THE PROBLEM: Write out the listing below from the line containing "For the wooden" to its last line, unaltered, ends included.

[Saved entries]
^^^^^^^^

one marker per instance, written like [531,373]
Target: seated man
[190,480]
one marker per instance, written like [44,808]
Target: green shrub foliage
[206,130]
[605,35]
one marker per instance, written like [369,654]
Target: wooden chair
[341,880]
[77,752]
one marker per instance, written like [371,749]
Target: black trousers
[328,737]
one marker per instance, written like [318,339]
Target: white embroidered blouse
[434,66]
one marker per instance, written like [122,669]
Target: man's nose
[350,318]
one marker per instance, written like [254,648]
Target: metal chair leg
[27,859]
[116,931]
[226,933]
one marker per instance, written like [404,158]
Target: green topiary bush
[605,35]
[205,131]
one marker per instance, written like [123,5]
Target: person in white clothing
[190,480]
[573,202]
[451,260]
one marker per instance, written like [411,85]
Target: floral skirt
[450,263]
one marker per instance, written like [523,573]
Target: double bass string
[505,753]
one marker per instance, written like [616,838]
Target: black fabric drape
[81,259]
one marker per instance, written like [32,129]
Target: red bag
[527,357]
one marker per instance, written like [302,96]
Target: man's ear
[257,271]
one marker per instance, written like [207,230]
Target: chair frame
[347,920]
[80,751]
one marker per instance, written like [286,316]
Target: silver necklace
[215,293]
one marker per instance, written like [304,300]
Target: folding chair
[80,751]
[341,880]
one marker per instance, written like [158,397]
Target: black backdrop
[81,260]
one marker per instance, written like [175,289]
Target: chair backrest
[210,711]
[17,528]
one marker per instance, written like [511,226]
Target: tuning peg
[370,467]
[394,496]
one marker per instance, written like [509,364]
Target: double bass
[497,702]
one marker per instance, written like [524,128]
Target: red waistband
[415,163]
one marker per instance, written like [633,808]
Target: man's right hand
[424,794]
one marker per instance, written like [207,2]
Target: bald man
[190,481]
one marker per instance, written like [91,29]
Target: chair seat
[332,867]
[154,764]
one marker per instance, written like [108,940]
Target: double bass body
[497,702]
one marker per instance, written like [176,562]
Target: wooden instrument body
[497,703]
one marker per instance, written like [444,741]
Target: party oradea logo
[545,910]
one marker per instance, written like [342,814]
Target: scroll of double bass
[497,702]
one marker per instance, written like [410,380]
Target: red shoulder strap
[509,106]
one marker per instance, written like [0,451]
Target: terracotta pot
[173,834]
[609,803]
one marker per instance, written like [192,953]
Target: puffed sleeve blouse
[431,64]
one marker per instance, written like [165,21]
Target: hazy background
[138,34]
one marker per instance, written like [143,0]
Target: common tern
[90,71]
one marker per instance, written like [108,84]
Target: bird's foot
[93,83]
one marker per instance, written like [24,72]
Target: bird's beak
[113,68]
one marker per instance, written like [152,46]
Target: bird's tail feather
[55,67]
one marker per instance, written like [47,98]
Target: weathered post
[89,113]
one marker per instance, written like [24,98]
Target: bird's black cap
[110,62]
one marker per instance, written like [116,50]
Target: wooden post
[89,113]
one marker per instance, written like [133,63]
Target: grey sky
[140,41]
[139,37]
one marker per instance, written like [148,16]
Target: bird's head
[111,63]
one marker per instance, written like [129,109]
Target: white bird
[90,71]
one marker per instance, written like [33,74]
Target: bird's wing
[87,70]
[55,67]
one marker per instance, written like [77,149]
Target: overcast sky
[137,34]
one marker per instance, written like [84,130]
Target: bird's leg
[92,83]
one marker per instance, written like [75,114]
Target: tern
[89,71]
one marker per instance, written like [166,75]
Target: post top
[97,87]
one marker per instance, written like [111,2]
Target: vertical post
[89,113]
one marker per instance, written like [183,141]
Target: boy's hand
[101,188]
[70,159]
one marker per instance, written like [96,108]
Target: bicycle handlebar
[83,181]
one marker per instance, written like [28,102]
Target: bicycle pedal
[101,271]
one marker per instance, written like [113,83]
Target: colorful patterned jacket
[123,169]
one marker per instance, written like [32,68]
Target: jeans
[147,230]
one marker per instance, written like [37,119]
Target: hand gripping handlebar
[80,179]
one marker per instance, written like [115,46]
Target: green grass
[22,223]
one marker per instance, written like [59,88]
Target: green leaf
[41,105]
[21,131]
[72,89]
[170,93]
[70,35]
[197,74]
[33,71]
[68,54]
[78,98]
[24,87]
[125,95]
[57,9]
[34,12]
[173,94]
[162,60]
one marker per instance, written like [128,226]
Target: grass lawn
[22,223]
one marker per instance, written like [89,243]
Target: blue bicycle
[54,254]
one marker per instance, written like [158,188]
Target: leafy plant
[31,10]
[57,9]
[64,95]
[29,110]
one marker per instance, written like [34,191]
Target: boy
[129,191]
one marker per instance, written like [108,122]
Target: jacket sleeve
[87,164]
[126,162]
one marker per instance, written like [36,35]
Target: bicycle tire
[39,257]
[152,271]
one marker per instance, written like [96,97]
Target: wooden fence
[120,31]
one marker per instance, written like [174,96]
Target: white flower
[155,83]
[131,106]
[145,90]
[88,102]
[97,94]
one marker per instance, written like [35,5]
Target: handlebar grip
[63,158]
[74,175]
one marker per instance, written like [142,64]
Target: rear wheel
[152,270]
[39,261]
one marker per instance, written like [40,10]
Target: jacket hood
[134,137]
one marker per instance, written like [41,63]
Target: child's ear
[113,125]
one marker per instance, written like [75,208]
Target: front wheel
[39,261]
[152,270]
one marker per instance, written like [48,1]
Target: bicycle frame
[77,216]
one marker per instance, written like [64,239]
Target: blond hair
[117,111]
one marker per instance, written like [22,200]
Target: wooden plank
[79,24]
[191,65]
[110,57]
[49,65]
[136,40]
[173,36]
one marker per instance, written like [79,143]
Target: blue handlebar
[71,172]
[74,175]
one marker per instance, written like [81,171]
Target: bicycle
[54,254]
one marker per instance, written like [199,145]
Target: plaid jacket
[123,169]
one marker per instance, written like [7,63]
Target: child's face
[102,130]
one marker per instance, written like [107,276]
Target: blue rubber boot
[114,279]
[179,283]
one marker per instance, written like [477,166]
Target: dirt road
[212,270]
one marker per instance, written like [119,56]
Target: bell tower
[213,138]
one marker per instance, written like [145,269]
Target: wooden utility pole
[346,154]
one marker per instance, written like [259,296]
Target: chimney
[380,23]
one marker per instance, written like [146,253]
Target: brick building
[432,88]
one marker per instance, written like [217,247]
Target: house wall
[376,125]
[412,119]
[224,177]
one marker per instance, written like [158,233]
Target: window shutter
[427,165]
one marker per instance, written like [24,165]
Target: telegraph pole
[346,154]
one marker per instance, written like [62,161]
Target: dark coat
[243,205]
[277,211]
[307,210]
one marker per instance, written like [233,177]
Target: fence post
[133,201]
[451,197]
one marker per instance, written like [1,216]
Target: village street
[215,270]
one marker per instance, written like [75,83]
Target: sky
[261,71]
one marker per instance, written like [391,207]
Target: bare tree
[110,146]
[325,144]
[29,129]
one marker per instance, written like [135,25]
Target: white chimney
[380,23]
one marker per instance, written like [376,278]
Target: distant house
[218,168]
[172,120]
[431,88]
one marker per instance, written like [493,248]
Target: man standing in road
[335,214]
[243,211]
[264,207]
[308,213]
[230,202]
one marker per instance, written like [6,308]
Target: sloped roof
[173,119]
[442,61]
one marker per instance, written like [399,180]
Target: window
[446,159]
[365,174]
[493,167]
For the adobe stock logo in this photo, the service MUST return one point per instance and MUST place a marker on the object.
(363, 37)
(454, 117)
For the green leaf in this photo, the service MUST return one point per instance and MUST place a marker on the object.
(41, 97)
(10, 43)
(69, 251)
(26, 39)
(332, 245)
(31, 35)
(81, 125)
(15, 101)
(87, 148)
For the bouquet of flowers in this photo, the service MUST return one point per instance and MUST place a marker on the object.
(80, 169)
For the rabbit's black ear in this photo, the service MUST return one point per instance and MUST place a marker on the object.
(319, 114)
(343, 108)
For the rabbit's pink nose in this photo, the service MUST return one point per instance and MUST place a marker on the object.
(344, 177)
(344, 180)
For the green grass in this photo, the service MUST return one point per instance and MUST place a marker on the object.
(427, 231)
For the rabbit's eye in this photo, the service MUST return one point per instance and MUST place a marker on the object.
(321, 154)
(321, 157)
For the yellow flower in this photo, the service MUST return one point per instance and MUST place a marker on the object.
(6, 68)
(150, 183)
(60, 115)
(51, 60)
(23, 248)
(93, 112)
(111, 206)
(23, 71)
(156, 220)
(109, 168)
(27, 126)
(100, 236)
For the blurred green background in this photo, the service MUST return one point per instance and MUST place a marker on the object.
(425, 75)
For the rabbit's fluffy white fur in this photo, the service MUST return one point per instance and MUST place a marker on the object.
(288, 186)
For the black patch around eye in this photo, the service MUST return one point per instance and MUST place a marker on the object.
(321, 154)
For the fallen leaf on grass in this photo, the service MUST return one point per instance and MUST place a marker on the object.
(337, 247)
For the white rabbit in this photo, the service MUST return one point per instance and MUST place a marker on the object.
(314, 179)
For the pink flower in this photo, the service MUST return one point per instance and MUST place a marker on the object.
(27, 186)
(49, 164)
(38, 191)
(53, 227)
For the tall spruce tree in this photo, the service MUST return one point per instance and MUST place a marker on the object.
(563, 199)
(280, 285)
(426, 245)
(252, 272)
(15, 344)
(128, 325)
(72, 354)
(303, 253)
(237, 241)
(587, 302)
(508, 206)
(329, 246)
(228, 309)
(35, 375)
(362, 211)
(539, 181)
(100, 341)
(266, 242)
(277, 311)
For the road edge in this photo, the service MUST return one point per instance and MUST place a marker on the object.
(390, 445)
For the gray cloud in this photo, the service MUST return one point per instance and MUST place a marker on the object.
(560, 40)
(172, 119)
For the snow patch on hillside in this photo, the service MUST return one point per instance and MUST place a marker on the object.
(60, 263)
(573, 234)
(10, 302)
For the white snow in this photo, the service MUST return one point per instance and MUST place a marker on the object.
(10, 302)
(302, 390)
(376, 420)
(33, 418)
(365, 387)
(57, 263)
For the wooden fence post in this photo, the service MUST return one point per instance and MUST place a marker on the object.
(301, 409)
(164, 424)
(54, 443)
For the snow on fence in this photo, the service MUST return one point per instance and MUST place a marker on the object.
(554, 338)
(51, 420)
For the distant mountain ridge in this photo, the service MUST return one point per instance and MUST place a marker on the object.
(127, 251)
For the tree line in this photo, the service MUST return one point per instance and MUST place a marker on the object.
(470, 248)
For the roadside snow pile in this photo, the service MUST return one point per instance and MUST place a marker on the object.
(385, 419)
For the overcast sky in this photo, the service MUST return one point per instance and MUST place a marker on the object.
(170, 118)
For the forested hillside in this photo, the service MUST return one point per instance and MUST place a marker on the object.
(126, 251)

^^^^^^^^

EXERCISE ANSWER:
For the wooden fence post in this photo, the service MUST return one point per instance and MUST place a marker on the object.
(301, 409)
(164, 424)
(54, 443)
For the snow on fence in this photo, the service MUST return one point per instance and MUST place a marker on the object.
(554, 338)
(51, 420)
For the distant mountain ridge in this photo, the service MUST return one point per instance and MUST place a marker on the object.
(127, 251)
For the tree line in this photo, the service MUST return one point per instance and MUST place a marker on the object.
(470, 248)
For the roadside snow pile in this photo, the service MUST return one point per instance and MUST place a marker on the object.
(385, 419)
For the overcast sky in this photo, the service MUST return one point per instance and MUST place a marker on the object.
(170, 118)
For the forested hillside in this photo, the service MUST return one point per instance and MUST place a marker on the object.
(126, 251)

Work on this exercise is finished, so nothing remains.